----- Input material -----
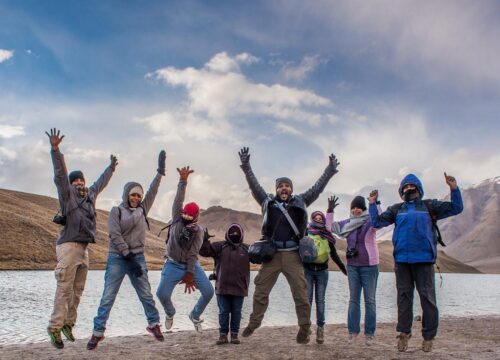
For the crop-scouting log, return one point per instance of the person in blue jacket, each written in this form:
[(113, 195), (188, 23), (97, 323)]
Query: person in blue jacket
[(415, 250)]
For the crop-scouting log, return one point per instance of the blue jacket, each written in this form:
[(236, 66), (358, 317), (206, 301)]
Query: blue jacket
[(413, 237)]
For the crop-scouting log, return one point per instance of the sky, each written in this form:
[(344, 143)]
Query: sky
[(389, 87)]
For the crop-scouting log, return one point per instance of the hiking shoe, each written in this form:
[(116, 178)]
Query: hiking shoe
[(67, 330), (403, 341), (234, 339), (169, 322), (196, 323), (94, 340), (303, 334), (352, 337), (55, 338), (369, 339), (156, 332), (427, 345), (248, 331), (222, 339), (320, 335)]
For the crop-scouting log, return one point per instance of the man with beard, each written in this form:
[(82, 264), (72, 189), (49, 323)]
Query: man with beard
[(78, 211), (184, 241), (415, 249), (278, 229)]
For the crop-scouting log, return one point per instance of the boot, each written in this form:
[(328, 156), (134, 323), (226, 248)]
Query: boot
[(222, 339)]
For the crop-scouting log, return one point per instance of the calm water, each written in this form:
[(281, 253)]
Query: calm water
[(26, 303)]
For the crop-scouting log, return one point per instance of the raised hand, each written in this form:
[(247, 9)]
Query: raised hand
[(206, 235), (373, 197), (184, 172), (162, 159), (55, 138), (333, 202), (113, 162), (244, 154), (333, 162), (450, 181)]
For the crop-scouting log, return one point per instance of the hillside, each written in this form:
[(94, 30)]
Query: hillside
[(28, 237)]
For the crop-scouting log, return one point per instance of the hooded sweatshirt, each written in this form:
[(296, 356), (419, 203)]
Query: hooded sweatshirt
[(177, 250), (127, 225), (80, 212), (232, 265), (413, 238)]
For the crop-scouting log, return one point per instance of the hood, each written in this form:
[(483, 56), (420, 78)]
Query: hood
[(229, 230), (126, 189), (411, 179)]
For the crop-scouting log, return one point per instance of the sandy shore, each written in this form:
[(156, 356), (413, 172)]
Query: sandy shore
[(459, 338)]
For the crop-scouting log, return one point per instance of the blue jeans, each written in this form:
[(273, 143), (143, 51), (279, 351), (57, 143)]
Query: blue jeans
[(362, 277), (316, 285), (229, 305), (171, 274), (116, 269)]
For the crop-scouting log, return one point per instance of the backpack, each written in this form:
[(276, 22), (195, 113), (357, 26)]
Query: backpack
[(322, 248), (428, 204)]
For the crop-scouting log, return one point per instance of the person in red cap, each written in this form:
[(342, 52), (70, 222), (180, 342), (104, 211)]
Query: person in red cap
[(184, 240)]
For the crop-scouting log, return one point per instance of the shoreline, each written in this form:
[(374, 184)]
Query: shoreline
[(474, 337)]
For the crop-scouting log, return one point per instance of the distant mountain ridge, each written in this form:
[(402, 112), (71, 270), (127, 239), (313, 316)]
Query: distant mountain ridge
[(27, 239)]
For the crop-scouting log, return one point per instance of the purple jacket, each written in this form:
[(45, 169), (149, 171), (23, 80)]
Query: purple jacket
[(363, 239)]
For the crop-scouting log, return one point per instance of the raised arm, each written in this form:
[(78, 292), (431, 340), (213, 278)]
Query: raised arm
[(103, 180), (60, 172), (181, 191), (115, 232), (150, 196), (313, 193), (259, 194), (444, 209)]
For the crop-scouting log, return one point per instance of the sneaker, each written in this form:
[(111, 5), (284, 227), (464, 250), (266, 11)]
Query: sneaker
[(156, 332), (403, 341), (352, 337), (94, 340), (369, 339), (427, 345), (320, 335), (248, 331), (222, 339), (67, 330), (234, 339), (196, 323), (169, 322), (55, 338), (303, 334)]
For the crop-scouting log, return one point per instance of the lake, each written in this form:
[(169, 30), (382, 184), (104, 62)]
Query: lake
[(26, 299)]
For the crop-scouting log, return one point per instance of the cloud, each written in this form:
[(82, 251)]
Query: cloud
[(5, 55), (221, 90), (10, 131), (300, 72)]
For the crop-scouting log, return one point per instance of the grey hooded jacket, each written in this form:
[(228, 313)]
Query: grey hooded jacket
[(80, 213), (127, 226), (175, 250)]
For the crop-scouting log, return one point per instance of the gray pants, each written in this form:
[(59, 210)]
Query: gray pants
[(420, 275)]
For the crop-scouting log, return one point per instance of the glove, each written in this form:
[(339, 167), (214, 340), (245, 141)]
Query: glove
[(114, 162), (333, 202), (184, 173), (206, 235), (333, 163), (162, 157), (188, 279), (244, 154)]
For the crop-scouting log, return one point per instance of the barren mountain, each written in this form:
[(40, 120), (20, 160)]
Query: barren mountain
[(473, 237), (27, 240)]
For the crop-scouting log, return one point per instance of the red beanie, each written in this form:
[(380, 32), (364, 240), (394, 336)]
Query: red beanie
[(191, 209)]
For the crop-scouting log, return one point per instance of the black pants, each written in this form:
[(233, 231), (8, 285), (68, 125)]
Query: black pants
[(420, 275)]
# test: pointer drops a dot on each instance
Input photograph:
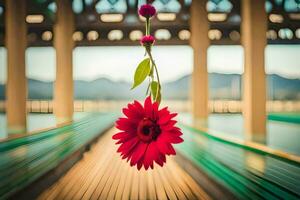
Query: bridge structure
(209, 166)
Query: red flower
(147, 134)
(147, 10)
(147, 40)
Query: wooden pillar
(200, 43)
(254, 27)
(63, 43)
(16, 88)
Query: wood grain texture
(102, 174)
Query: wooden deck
(101, 174)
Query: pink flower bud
(147, 10)
(147, 40)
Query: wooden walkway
(101, 174)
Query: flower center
(148, 130)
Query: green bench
(246, 172)
(25, 160)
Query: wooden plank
(102, 174)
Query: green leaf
(155, 89)
(141, 72)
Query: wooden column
(200, 43)
(16, 87)
(63, 43)
(254, 27)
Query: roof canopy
(115, 22)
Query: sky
(119, 63)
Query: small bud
(147, 40)
(147, 10)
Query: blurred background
(241, 62)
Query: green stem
(156, 71)
(147, 26)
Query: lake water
(36, 122)
(281, 135)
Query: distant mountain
(222, 86)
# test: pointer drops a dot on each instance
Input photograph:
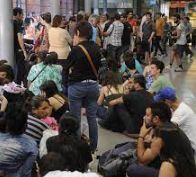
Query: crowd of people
(110, 68)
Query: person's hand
(150, 40)
(144, 131)
(25, 55)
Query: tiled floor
(185, 84)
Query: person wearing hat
(183, 115)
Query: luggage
(114, 162)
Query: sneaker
(179, 69)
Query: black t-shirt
(136, 103)
(78, 64)
(126, 37)
(18, 28)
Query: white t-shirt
(186, 120)
(70, 174)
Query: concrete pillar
(87, 6)
(6, 31)
(105, 6)
(55, 7)
(96, 7)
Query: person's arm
(4, 103)
(109, 31)
(116, 101)
(68, 37)
(152, 34)
(21, 43)
(167, 170)
(145, 155)
(101, 96)
(26, 168)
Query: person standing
(159, 27)
(148, 32)
(83, 87)
(20, 53)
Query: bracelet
(141, 137)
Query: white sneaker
(179, 69)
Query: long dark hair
(50, 88)
(177, 147)
(113, 79)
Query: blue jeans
(85, 94)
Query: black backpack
(114, 162)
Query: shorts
(145, 46)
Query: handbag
(89, 60)
(39, 40)
(38, 74)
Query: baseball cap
(165, 93)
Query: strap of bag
(38, 74)
(89, 60)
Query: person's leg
(141, 171)
(158, 44)
(92, 92)
(21, 70)
(75, 96)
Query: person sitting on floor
(57, 100)
(135, 102)
(79, 150)
(18, 152)
(183, 115)
(59, 167)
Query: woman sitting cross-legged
(57, 100)
(46, 70)
(111, 90)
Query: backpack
(114, 162)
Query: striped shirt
(35, 128)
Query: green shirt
(160, 83)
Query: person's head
(80, 18)
(157, 113)
(156, 67)
(158, 15)
(18, 13)
(176, 18)
(139, 82)
(16, 119)
(49, 89)
(93, 20)
(69, 124)
(51, 58)
(46, 17)
(6, 74)
(123, 18)
(168, 95)
(57, 21)
(45, 165)
(112, 79)
(103, 18)
(175, 146)
(148, 16)
(129, 60)
(84, 30)
(130, 15)
(186, 19)
(117, 16)
(40, 107)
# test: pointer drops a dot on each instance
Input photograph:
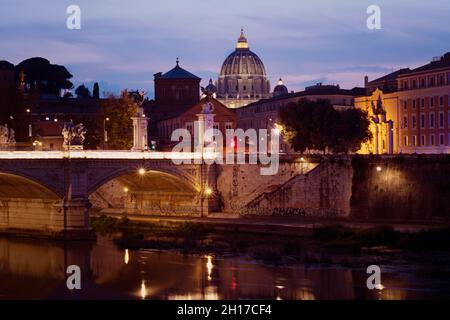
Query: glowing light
(143, 290)
(208, 191)
(126, 258)
(209, 266)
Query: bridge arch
(170, 175)
(147, 190)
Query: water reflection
(143, 290)
(31, 269)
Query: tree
(119, 111)
(15, 105)
(96, 91)
(82, 92)
(316, 125)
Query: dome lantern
(242, 41)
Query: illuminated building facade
(418, 111)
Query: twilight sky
(122, 43)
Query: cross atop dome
(242, 41)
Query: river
(35, 269)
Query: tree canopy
(119, 111)
(316, 125)
(82, 92)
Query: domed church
(243, 77)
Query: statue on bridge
(74, 136)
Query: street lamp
(204, 194)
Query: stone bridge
(54, 192)
(50, 192)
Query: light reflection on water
(31, 269)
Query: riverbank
(274, 225)
(313, 243)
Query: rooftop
(178, 73)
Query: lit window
(422, 120)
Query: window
(431, 81)
(189, 127)
(422, 120)
(228, 127)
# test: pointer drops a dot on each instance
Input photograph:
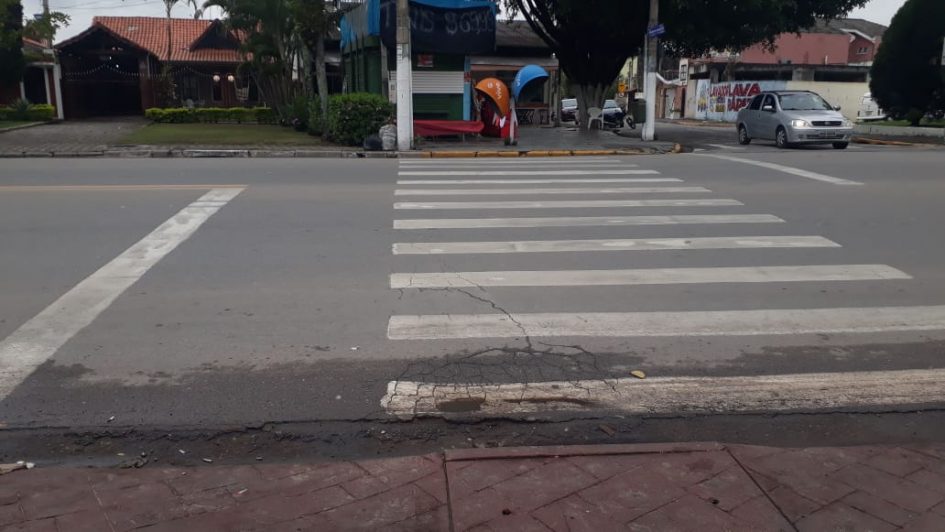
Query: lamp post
(404, 78)
(649, 84)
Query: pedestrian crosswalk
(665, 205)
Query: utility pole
(404, 78)
(649, 83)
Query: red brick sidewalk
(704, 487)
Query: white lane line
(537, 181)
(671, 395)
(553, 164)
(669, 324)
(547, 191)
(530, 161)
(38, 339)
(786, 169)
(565, 204)
(772, 274)
(641, 244)
(526, 172)
(726, 147)
(587, 221)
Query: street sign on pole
(656, 31)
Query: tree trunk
(589, 96)
(170, 47)
(321, 74)
(306, 58)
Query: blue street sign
(656, 31)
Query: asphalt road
(273, 302)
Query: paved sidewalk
(686, 487)
(62, 138)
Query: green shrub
(354, 117)
(211, 115)
(23, 110)
(296, 113)
(266, 115)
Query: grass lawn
(6, 124)
(905, 123)
(219, 134)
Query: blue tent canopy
(527, 75)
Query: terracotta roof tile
(150, 33)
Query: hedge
(354, 117)
(212, 115)
(35, 113)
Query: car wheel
(780, 138)
(743, 137)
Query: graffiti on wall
(722, 101)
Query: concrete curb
(886, 142)
(334, 154)
(458, 455)
(24, 126)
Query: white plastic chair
(595, 114)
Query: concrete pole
(404, 78)
(649, 84)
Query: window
(218, 91)
(188, 88)
(804, 101)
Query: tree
(594, 38)
(908, 78)
(45, 26)
(280, 40)
(271, 46)
(12, 62)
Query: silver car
(793, 117)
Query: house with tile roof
(40, 83)
(117, 66)
(839, 50)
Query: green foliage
(908, 78)
(12, 62)
(23, 110)
(296, 113)
(698, 26)
(593, 38)
(353, 117)
(211, 115)
(46, 26)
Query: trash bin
(638, 110)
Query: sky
(82, 11)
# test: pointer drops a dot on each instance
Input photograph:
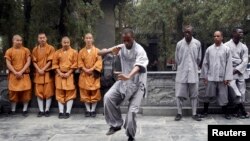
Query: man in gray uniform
(131, 85)
(187, 58)
(239, 53)
(217, 71)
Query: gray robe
(217, 64)
(188, 58)
(239, 58)
(131, 90)
(216, 68)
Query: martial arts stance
(65, 62)
(19, 84)
(130, 86)
(187, 58)
(42, 56)
(239, 53)
(217, 71)
(90, 64)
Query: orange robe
(88, 83)
(65, 61)
(44, 84)
(19, 89)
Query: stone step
(145, 110)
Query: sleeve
(79, 60)
(229, 66)
(51, 53)
(199, 54)
(98, 63)
(55, 61)
(141, 60)
(8, 55)
(205, 65)
(243, 65)
(33, 55)
(74, 62)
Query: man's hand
(123, 77)
(88, 71)
(205, 81)
(61, 75)
(236, 71)
(41, 71)
(66, 75)
(226, 82)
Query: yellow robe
(65, 61)
(88, 83)
(19, 89)
(44, 84)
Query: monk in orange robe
(19, 84)
(42, 56)
(65, 62)
(90, 65)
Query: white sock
(25, 106)
(61, 107)
(93, 107)
(40, 104)
(13, 106)
(48, 103)
(87, 105)
(69, 106)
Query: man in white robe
(131, 85)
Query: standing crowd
(224, 66)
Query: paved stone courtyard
(79, 128)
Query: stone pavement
(79, 128)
-----
What you should do ▸
Beginning with the first entry above, reproduce every line verbatim until the line with "[(116, 178)]", which is included too; omit pictures.

Response area ▸
For the crop-scouting log, return one point per instance of the person in blue jacket, each written in this form:
[(113, 195), (188, 23), (97, 323)]
Query: person in blue jacket
[(415, 250)]
For the crop-scouting log, return one point per instance of the blue jacket, each written in this form:
[(236, 66), (358, 317), (206, 301)]
Query: blue jacket
[(413, 237)]
For the crop-scouting log, return one point per instance of the sky, each written in this form:
[(344, 143)]
Query: sky
[(389, 87)]
For the crop-scouting log, return one point per instance of the hiking shoe, each written in this form:
[(116, 178)]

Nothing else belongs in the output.